__YOUR TASK__.
Reading the data below, count the lines that carry the string "every". Give nothing but the count.
□ □ □ □ □
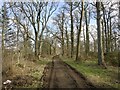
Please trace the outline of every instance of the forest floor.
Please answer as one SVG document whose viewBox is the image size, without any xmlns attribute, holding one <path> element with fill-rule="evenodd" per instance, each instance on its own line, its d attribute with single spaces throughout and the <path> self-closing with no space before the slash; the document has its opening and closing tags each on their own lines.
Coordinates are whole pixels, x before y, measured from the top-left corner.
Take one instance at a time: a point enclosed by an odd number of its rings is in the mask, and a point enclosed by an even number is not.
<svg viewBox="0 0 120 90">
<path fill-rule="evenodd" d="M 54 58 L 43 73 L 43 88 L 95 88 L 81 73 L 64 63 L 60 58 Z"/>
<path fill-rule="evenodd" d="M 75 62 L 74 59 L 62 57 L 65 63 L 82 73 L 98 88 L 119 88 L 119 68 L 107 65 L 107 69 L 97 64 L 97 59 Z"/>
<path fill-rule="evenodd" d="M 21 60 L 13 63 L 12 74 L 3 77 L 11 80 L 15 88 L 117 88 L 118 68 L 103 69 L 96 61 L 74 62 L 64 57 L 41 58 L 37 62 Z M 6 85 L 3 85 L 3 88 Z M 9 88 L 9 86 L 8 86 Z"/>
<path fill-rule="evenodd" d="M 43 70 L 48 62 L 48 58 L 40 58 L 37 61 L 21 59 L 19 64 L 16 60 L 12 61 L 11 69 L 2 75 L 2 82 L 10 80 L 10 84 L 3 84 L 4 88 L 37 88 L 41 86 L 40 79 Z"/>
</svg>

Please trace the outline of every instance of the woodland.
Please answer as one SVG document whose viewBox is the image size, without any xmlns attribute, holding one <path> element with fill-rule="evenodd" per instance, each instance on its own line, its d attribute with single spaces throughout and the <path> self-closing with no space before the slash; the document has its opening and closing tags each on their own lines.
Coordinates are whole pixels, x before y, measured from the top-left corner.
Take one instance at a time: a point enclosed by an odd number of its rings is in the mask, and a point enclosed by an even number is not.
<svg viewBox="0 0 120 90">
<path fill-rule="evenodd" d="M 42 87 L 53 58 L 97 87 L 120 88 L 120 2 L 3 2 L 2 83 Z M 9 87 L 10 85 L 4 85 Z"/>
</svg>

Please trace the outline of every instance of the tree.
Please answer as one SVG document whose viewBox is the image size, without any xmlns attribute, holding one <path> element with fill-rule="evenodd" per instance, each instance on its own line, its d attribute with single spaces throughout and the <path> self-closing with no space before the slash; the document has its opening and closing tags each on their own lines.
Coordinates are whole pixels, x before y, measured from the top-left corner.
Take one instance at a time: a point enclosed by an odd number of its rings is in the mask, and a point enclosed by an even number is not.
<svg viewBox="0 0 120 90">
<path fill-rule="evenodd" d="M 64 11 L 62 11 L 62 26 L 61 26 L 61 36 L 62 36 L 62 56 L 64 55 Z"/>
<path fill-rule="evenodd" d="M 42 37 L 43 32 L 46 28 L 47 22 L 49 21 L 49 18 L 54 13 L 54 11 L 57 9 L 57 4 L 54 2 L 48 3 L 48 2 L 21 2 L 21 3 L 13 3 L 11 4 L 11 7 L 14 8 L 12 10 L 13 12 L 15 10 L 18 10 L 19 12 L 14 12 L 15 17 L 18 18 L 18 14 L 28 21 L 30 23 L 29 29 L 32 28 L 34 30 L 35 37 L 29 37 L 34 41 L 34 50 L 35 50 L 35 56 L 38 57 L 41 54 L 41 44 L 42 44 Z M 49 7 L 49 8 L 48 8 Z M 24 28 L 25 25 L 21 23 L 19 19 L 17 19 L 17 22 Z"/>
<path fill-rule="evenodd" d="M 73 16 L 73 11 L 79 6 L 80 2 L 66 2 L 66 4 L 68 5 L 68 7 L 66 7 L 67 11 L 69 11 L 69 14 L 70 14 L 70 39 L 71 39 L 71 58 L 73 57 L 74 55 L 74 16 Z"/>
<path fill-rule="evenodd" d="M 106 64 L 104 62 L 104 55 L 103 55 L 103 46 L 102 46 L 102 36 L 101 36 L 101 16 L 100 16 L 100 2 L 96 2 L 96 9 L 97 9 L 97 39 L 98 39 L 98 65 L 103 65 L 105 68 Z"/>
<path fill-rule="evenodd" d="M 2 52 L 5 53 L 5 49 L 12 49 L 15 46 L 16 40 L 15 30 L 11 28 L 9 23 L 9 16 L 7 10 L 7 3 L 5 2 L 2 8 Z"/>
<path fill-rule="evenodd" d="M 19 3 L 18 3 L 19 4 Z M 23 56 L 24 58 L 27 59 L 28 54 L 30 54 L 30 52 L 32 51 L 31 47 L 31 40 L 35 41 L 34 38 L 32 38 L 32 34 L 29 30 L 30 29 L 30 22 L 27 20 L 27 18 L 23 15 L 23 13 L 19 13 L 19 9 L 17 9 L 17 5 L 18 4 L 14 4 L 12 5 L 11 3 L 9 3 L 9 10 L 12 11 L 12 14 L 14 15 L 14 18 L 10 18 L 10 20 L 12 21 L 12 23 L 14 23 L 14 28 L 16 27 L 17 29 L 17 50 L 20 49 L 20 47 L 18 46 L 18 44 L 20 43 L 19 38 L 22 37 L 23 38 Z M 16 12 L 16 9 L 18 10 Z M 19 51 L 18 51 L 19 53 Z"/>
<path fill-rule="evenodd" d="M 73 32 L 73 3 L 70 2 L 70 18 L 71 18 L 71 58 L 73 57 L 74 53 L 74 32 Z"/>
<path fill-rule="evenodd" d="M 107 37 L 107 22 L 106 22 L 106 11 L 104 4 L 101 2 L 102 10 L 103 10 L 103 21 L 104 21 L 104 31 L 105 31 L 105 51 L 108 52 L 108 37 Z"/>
□ □ □ □ □
__SOLUTION FOR THIS PROBLEM__.
3